Set down exactly, with nothing added, the lines from the one containing "Task: place one keypoint on every instance of the church" through the end of the entries.

Supplied records Block Start

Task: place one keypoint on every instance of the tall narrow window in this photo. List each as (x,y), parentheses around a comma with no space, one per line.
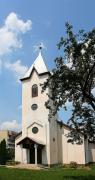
(34,90)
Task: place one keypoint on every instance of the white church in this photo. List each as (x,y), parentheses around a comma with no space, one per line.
(42,141)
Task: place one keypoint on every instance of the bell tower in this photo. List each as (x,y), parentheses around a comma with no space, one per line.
(37,130)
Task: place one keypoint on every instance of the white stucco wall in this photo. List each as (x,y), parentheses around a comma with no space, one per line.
(68,152)
(91,152)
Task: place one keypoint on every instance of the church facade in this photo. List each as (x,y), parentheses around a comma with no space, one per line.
(42,141)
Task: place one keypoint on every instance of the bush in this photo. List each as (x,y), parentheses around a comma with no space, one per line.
(73,164)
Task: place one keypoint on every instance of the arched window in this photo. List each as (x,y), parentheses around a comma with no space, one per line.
(34,90)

Supplied records Block End

* **Written response**
Task: place one keypoint on every instance of the church facade in this photo. List each as (x,y), parentheses around a comma with no space, one per line.
(42,141)
Task: place one keypoint on every instance of the bush in this photo. List each as (x,y), parentheses around a comma with no space, one per line.
(73,164)
Task: place one keypoint on every instance of the arched window in this photo. List each as (x,y), parentheses around a comma with no space, one per line.
(34,90)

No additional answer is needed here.